Start RECORDS TO USE

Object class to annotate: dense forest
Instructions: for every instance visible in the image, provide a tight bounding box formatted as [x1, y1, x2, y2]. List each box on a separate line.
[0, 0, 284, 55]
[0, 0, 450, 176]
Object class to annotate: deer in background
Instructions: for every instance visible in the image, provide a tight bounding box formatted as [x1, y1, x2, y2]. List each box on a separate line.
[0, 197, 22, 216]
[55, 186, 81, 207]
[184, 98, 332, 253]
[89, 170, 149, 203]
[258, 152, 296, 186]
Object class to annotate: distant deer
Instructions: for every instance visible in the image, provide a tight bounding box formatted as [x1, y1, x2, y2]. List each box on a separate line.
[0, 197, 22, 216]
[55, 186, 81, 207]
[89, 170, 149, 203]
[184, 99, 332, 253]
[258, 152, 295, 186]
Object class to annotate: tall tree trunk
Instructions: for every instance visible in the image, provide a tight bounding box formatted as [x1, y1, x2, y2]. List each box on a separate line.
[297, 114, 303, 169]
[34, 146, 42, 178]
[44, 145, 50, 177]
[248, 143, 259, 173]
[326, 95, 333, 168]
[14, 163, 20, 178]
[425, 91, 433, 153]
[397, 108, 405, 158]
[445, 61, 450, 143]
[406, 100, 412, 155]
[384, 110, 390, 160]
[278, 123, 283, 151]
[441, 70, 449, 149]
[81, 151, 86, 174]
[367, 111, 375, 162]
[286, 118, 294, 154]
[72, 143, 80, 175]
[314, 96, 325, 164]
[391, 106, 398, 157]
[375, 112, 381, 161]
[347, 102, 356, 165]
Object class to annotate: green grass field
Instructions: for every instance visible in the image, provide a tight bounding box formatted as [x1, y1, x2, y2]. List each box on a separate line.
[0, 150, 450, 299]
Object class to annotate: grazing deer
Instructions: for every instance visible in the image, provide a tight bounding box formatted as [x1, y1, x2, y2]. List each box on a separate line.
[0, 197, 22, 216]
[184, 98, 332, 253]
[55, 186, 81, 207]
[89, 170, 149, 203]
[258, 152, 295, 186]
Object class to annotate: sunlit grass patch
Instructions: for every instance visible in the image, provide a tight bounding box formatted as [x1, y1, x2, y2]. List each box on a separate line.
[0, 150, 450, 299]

End RECORDS TO USE

Rewrite the whole listing above, changing each "deer" to "elk" and keeping every other word and line the same.

Object class to annotate: dense forest
Instructions: for every instance visible in the image, provide a tight bounding box formatted as [x1, y1, x2, y2]. List each box on a separate line.
[0, 0, 284, 55]
[0, 0, 450, 176]
Object class to annotate: elk in background
Instructions: for every instance visible in the image, provide a tight bounding box formatted as [x1, y1, x2, y2]. List each box on a separate line.
[0, 197, 22, 216]
[55, 186, 81, 207]
[184, 98, 332, 253]
[89, 170, 149, 203]
[258, 152, 296, 186]
Object class to annotate: distant elk
Instructions: for every instance visible in the image, provide a tight bounding box formatted as [x1, y1, x2, y2]. List each box on a separate line.
[0, 197, 22, 216]
[55, 186, 81, 207]
[89, 170, 149, 203]
[184, 99, 332, 253]
[258, 152, 295, 186]
Object class to annotate: tall tree trunk
Instructions: for every instance visible in the image, provide a tight bounding box formatted as [x1, y1, x2, y2]. List each box on a separate line.
[297, 114, 303, 169]
[34, 146, 42, 178]
[44, 145, 50, 177]
[248, 143, 259, 173]
[326, 95, 333, 168]
[14, 163, 20, 178]
[425, 91, 433, 153]
[397, 108, 405, 158]
[445, 61, 450, 143]
[406, 100, 412, 155]
[384, 110, 390, 160]
[278, 123, 283, 151]
[441, 70, 449, 149]
[81, 151, 86, 174]
[367, 111, 375, 162]
[286, 118, 294, 154]
[72, 143, 80, 175]
[314, 96, 325, 164]
[391, 106, 398, 157]
[375, 112, 381, 161]
[347, 102, 356, 165]
Object class to annotate: green grass field
Instructions: for every instance visible in the image, provide a tight bounding box formatted as [x1, y1, x2, y2]. List each box on a separate line.
[0, 150, 450, 299]
Object class to annotate: grazing elk
Instructions: for every instance visible in the image, provide a tight bounding box formatted as [x1, y1, x2, y2]. List each box on a separate line.
[0, 197, 22, 216]
[184, 98, 332, 253]
[55, 186, 81, 207]
[89, 170, 149, 203]
[258, 152, 295, 186]
Object class to annotate: sunlit grass patch
Instructions: for every instance visible in the image, provide a tight bounding box formatted as [x1, y1, x2, y2]. List each box on a separate line.
[0, 150, 450, 299]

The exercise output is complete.